▶ [What you will do]
Once you have read the records, write them out again exactly.

▶ [Data shown]
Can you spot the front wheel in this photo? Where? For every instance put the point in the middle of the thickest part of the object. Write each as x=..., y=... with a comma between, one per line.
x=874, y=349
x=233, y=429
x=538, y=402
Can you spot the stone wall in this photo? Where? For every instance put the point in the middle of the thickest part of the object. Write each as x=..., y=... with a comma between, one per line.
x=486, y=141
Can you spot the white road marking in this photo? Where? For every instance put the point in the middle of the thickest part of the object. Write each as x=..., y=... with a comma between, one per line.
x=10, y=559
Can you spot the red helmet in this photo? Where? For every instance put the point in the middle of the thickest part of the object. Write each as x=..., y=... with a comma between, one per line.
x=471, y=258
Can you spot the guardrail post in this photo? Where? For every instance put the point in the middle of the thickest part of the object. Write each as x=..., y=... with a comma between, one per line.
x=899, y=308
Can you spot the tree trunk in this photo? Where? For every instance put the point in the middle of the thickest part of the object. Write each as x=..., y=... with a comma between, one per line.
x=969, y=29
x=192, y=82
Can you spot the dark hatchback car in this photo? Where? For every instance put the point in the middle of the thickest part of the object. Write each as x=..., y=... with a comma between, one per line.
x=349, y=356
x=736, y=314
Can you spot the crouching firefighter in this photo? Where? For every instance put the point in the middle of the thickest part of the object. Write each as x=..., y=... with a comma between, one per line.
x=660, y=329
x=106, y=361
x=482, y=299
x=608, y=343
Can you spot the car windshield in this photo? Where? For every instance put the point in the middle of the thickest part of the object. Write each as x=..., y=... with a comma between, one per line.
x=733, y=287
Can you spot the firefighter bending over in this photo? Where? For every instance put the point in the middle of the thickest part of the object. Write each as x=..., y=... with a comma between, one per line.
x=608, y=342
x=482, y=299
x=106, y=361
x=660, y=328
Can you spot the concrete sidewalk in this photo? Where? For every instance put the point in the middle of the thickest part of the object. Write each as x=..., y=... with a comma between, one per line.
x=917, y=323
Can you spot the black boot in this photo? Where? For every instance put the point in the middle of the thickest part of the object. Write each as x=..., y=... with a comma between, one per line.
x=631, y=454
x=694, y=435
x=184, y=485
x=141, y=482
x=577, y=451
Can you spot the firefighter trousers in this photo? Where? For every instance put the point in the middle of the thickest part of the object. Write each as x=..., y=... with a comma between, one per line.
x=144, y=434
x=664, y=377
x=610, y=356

▶ [Task result]
Can you spot the front wheel in this photo? Where? For every instance put the point in the middle of the thickest part of the object. Write each as x=..., y=... with a comma between, one per line.
x=874, y=349
x=233, y=429
x=538, y=402
Can you spot the stone wall in this photo? Where? For every instance put the point in the middle of the thickest part of the object. Write each as x=..., y=... with a comma between, one per line.
x=486, y=141
Can you spot the white road marking in this photo? Where? For every instance put the point in the middle of the thickest part of the object. Write each as x=..., y=... with a comma between, one per line.
x=10, y=559
Can you spot the red helmet in this photo? Where? For every instance put the point in the middle of the thickest part of the object. Write each as x=..., y=... with a comma between, one per line.
x=471, y=258
Can you spot the guardrail post in this photo? Where? For every instance put the point in the middle of the thickest part of the object. Write each as x=..., y=... with a comma between, one per line.
x=899, y=308
Can you spot the tree trunk in this photo? Where? For every instance put the point in the middle of the thickest part of the object. Write each as x=..., y=... with a comma between, one per line.
x=969, y=29
x=192, y=82
Can you spot the dark hatchback car in this photo? Where? For every instance put the point in the middle of the thickest part of the object. Write each as x=..., y=... with a comma between, one per line.
x=349, y=356
x=736, y=314
Can you spot the crouching firefighter in this photo? Where? For every instance put the point in the middle of the thickest part of the object. Write each as x=..., y=... with a comma between, one per line.
x=660, y=329
x=106, y=361
x=482, y=299
x=608, y=343
Can you spot the car windshield in this photo? Where? For every instance put the point in the middle of the thickest part of the object. Write each as x=..., y=... with a comma between, one per line.
x=733, y=287
Can you spot the firefighter bending over in this photo? Where? For every instance put the point in the middle of the thickest part of the object. Write each as x=..., y=... with a comma between, one per line.
x=608, y=342
x=482, y=299
x=106, y=361
x=660, y=328
Can you spot the concrete sidewalk in this photo? Where? For every instance put the point in the middle of the thickest part of the object. Write each as x=..., y=... with a comma between, one per line.
x=917, y=323
Can you spot the black boot in this photo? Where? For every instance put the point in the middle of the thickest part of the object. Write each as x=..., y=... with a comma between, one per line.
x=631, y=454
x=694, y=435
x=184, y=485
x=141, y=482
x=577, y=451
Can you spot the firefighter trousers in this photo? Where? For every instance put the point in the middle of the thickest part of the object. Write each as x=..., y=... with a comma between, one per line.
x=144, y=434
x=664, y=377
x=610, y=356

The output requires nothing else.